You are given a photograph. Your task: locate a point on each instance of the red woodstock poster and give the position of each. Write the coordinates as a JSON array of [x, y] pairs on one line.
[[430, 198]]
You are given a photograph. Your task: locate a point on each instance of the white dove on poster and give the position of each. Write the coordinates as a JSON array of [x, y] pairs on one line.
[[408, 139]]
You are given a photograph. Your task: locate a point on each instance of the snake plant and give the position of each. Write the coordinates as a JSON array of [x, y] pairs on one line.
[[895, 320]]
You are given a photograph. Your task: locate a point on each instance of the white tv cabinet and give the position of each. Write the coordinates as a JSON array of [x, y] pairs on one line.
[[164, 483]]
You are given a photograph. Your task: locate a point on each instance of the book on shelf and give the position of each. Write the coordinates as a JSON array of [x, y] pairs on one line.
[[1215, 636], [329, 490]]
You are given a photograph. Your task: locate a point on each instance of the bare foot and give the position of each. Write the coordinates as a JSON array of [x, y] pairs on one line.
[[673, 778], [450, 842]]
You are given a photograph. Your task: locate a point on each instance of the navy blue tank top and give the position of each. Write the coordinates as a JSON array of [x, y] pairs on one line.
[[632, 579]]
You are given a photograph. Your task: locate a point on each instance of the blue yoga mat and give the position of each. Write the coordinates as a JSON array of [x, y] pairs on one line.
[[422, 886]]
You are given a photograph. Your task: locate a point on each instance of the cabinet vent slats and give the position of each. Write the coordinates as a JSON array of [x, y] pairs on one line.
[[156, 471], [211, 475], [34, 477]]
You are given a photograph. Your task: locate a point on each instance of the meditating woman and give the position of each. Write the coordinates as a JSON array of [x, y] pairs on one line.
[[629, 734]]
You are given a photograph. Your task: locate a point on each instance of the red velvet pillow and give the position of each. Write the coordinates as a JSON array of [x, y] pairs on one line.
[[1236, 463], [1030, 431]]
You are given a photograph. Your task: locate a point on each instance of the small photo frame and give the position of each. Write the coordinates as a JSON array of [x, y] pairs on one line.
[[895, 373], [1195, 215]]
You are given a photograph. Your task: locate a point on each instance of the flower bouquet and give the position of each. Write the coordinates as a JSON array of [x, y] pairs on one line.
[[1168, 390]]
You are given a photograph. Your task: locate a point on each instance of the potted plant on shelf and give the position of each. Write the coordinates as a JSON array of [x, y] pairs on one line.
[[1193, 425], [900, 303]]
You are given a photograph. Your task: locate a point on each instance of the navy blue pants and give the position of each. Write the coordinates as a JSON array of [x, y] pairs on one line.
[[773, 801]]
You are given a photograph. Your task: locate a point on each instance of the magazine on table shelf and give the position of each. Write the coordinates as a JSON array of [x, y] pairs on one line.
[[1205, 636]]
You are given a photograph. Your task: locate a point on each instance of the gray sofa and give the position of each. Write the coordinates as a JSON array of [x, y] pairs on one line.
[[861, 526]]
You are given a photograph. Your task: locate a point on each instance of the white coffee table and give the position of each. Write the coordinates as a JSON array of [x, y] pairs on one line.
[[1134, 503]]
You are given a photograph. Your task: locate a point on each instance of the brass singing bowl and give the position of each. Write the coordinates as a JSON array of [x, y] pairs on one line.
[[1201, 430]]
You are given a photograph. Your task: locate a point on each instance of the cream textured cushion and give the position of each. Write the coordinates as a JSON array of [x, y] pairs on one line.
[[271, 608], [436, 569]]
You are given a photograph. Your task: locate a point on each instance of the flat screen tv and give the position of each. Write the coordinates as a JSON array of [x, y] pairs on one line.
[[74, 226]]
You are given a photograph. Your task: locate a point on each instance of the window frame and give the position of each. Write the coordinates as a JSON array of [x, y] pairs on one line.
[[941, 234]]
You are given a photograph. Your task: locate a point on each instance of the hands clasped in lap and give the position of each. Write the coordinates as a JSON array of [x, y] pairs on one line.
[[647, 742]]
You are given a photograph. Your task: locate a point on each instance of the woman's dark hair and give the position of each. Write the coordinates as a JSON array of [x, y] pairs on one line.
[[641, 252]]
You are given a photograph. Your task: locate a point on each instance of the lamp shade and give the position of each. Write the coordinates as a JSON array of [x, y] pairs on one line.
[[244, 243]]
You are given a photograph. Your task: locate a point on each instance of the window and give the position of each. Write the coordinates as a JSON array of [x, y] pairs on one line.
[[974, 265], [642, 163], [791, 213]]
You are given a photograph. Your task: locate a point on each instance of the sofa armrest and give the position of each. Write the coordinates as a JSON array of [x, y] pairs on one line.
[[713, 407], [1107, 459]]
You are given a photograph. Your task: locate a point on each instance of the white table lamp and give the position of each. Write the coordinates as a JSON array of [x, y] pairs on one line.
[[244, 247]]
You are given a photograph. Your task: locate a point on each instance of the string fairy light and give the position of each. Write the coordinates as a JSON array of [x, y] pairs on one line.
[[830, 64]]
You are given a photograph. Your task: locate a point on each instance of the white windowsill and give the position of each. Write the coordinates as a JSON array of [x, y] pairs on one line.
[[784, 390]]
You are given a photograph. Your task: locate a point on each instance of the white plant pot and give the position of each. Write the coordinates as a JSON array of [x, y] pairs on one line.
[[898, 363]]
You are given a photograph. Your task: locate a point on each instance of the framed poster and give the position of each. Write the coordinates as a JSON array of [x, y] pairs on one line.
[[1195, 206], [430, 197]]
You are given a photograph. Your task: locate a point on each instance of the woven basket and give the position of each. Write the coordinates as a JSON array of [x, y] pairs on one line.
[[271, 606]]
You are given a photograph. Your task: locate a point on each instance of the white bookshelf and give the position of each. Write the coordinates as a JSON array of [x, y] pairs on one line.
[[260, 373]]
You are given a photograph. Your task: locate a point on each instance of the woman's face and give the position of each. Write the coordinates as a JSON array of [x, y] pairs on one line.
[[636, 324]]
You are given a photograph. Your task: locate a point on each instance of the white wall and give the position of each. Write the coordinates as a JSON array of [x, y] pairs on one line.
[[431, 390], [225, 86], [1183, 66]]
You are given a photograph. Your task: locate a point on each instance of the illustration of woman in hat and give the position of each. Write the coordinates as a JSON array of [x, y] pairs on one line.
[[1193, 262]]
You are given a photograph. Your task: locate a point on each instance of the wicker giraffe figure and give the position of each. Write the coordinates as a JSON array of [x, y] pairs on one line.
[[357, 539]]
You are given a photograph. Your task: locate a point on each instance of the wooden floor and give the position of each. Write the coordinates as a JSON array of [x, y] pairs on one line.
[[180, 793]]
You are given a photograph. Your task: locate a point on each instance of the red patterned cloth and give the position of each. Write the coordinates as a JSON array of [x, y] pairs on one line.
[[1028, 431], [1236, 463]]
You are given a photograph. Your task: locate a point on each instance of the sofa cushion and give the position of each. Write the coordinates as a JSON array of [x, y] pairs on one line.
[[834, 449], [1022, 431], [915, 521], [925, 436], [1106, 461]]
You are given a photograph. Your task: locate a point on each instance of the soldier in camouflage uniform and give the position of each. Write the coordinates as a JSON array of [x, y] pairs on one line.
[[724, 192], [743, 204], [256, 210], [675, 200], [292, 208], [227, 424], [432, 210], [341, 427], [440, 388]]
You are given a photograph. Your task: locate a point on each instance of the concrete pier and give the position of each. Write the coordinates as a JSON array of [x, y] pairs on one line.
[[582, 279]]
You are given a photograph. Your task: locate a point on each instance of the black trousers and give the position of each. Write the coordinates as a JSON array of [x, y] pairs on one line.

***

== Aim ==
Turn every line of the listing above into a Markdown table with the columns Row and Line, numbering the rows in order and leaving out blank lines.

== Written response ==
| Row | Line |
|---|---|
| 1 | You are given a photograph. Your task: locate a point on each instance of the red woodstock poster and give the position of each. Write the coordinates as a JSON array of [x, y] pairs on one line. |
| 2 | [[430, 198]] |
| 3 | You are given a photograph. Your task: locate a point on each instance of the white dove on poster and give the position of each. Write the coordinates as a JSON array of [x, y] pairs on one line. |
| 4 | [[408, 139]] |
| 5 | You are given a photograph. Your task: locate a point on each instance of the snake plant and give the position of each. Write the coordinates as a JSON array of [x, y] pairs on one line. |
| 6 | [[895, 320]] |
| 7 | You are given a photograph. Your task: locate a point on each instance of the white tv cabinet and give the position of each. Write the coordinates as a JSON array of [x, y] pairs on one line. |
| 8 | [[164, 483]] |
| 9 | You are given a photograph. Your task: locate a point on each instance of the book on shelf and give the position of each. Write the coordinates as a JSON array of [x, y] pairs on one line. |
| 10 | [[1215, 636], [329, 490]] |
| 11 | You are given a photograph. Your task: locate a point on each instance of the bare foot and give the position of each. Write the coordinates as a JSON array of [x, y] pairs on one line. |
| 12 | [[673, 778], [450, 842]] |
| 13 | You are given a photograph. Your task: locate a point on each instance of the navy blue tank top and give the position of each. Write the coordinates as a JSON array of [x, y] pairs on one line. |
| 14 | [[632, 579]] |
| 15 | You are given a photograph. Your task: locate a point on each instance of the blue yoga mat and give the position of each. Write the coordinates as a JSON array of [x, y] pairs on one line. |
| 16 | [[422, 886]] |
| 17 | You are given a photograph. Your task: locate a point on each instance of the cabinet vent slats and give the position of each. Write the coordinates as a JSON array of [x, y] pairs on one line. |
| 18 | [[156, 471], [211, 475], [34, 477]] |
| 19 | You are given a photograph. Your task: locate a point on each instance of the meditating woman and give the position of each. Write the coordinates as a JSON array of [x, y] pairs on one line. |
| 20 | [[629, 734]] |
| 21 | You are given a photograph. Your task: locate a point on each instance of the red velvet pillow and give the position of each. Write the coordinates as a JSON array of [x, y] pairs on one line. |
| 22 | [[1236, 463], [1030, 431]] |
| 23 | You are given a photograph. Your task: locate a point on each instance of the small photo frame and give the position of each. Write the coordinates as a JSON array of [x, y] pairs on one line. |
| 24 | [[895, 373], [1195, 215]] |
| 25 | You are given a photograph. Your task: locate a point on each instance of the flower bouquet and give the position of each. Write the coordinates as a JSON array of [x, y] pairs on one line. |
| 26 | [[1168, 390]] |
| 27 | You are given a photograph. Your task: locate a point on each instance of the potted plant on shelf and give the position of each. Write the coordinates as a JSON array of [x, y] pairs on one line. |
| 28 | [[1193, 425], [900, 303]] |
| 29 | You are given a photograph. Your task: locate a point on each instance of the navy blue pants and give the position of each. Write the coordinates as a JSON array of [x, y] pairs on one line. |
| 30 | [[773, 801]] |
| 31 | You are given a photograph. Your task: locate a point on each instance of the magazine on table shelf and give the position of each. Write the coordinates as a JSON array of [x, y] pairs on one line. |
| 32 | [[1205, 636]] |
| 33 | You are given a photograph. Your task: locate a point on each instance of the gray sofa and give the position of each. Write the coordinates as a JSON array of [x, y] pairs on one line. |
| 34 | [[861, 526]] |
| 35 | You are given a photograph. Your task: locate a point on each instance of the white coffee table and give the position of each. Write the coordinates as a JSON array of [x, y] pairs on one line. |
| 36 | [[1134, 503]] |
| 37 | You are given a photograph. Your task: locate a point on each instance of the brass singing bowl and give the position of each. Write the coordinates as a JSON array of [x, y] pairs on one line. |
| 38 | [[1201, 430]] |
| 39 | You are given a photograph. Your task: locate a point on each instance of the cream textured cushion and give the position of each. Write the coordinates as a JSON array of [x, y] pairs on one line. |
| 40 | [[271, 608], [436, 569]] |
| 41 | You are given a photograph. Your task: locate a point on each instance of the flat screen tv and give the position of each. Write the coordinates as a JSON array of [x, y] pairs on one line. |
| 42 | [[74, 226]] |
| 43 | You are given a photograph. Your task: locate a point on each instance of the window frame and give the position of each. Write the coordinates as a JSON array of [x, y] pairs on one line. |
| 44 | [[941, 234]] |
| 45 | You are given a photograph. Your task: locate a point on each instance of the hands clasped in lap and give the position of each. Write the coordinates as a JSON array of [x, y] pairs on one line. |
| 46 | [[647, 742]] |
| 47 | You are given a photograph. Your task: locate a point on each instance of the woman's dark hair and give the position of each. Write the coordinates as a JSON array of [x, y] pairs on one line. |
| 48 | [[641, 252]] |
| 49 | You are given a photograph. Your task: locate a point on each instance of the lamp shade and give the position of each. Write the coordinates as a JSON array of [x, y] pairs on one line. |
| 50 | [[244, 243]] |
| 51 | You are given a photograph. Your task: locate a point on each instance of the window and give the position of each. Write the coordinates as a JSON array of [x, y] pairs on one line. |
| 52 | [[974, 265], [642, 163], [791, 213]] |
| 53 | You are given a photograph. Your task: locate a point on each instance of the sofa armrest and give the position of each. Write the coordinates as a JSON array of [x, y] pairs on one line. |
| 54 | [[713, 407], [1107, 459]] |
| 55 | You are given a photograph. Your task: locate a point on each instance of the white table lamp and give the position of each. Write the coordinates as a JSON array of [x, y] pairs on one line. |
| 56 | [[244, 247]] |
| 57 | You are given a photograph. Your task: locate a point on each instance of the string fairy light and give the position of each. Write the coordinates as a JSON array of [x, y] pairs on one line. |
| 58 | [[830, 64]] |
| 59 | You are given a photograph. Your task: locate a point on each instance of the white windowsill and give the position of each. Write the coordinates as a JSON array of [x, y] pairs on one line. |
| 60 | [[784, 390]] |
| 61 | You are given a photograph. Your task: locate a point on each instance of the white plant pot and give the position of each. Write the coordinates as a JSON array of [x, y] pairs on one line. |
| 62 | [[898, 363]] |
| 63 | You are given a photograph. Your task: locate a point on each instance of the framed poster and give the position of each. Write the coordinates as a JSON array of [x, y] pairs on one line. |
| 64 | [[1195, 206], [430, 197]] |
| 65 | You are given a photograph. Your task: locate a point on each instance of the woven basket and give the position of each. Write the coordinates as a JSON array of [x, y] pairs on one line. |
| 66 | [[271, 606]] |
| 67 | You are given a photograph. Your task: locate a point on each instance of the white bookshelf and give the position of each. Write the coordinates as a JSON array of [x, y] pairs on one line. |
| 68 | [[260, 373]] |
| 69 | You are given a photograph. Your task: locate a point on each instance of the woman's face and give the position of each. Write the coordinates as a JSON array of [x, y] pairs on one line. |
| 70 | [[636, 324]] |
| 71 | You are given a photograph. Your task: locate a point on each instance of the white wall and give the position of each. Write the coordinates as a JSON array of [x, y] pairs on one line. |
| 72 | [[431, 390], [225, 86], [1183, 66]] |
| 73 | You are given a photograph. Your task: locate a point on each instance of the illustration of woman in hat and give the position of each. Write the coordinates as a JSON array of [x, y] pairs on one line. |
| 74 | [[1193, 262]] |
| 75 | You are given a photograph. Your task: locate a point on each instance of the wicker giraffe figure and give the position of each. Write the coordinates as a JSON array of [x, y] pairs on one line. |
| 76 | [[357, 539]] |
| 77 | You are given a photograph. Your task: locate a point on each instance of the wooden floor and give the position of each. Write the coordinates as a JSON array of [x, y] pairs on one line. |
| 78 | [[180, 793]] |
| 79 | You are given a photograph. Your task: locate a point on each instance of the red patterned cloth and give the position of each. Write the coordinates as a JSON array of [x, y] pairs on one line. |
| 80 | [[1028, 431], [1236, 463]] |
| 81 | You are given a photograph. Your task: locate a point on each instance of the sofa cushion and give the position of each. Write the coordinates as a JSON array of [x, y] pairs on one line. |
| 82 | [[834, 449], [1022, 431], [915, 521], [925, 436], [1106, 461]] |
| 83 | You are given a photograph. Your task: locate a point on each instance of the soldier in camouflage uniform and give the position of each. Write the coordinates as a JSON array of [x, y] pairs on one line. |
| 84 | [[724, 192], [743, 204], [256, 210], [675, 200], [292, 208], [227, 424], [432, 210], [341, 427], [440, 388]] |
| 85 | You are given a photograph. Your task: locate a point on each instance of the concrete pier and give the position of each. Write the coordinates as a JSON array of [x, y] pairs on one line. |
| 86 | [[582, 279]] |
| 87 | You are given a photograph. Your task: locate a point on each instance of the black trousers and give the position of each. Write the coordinates as a JSON array of [x, y] pairs on one line. |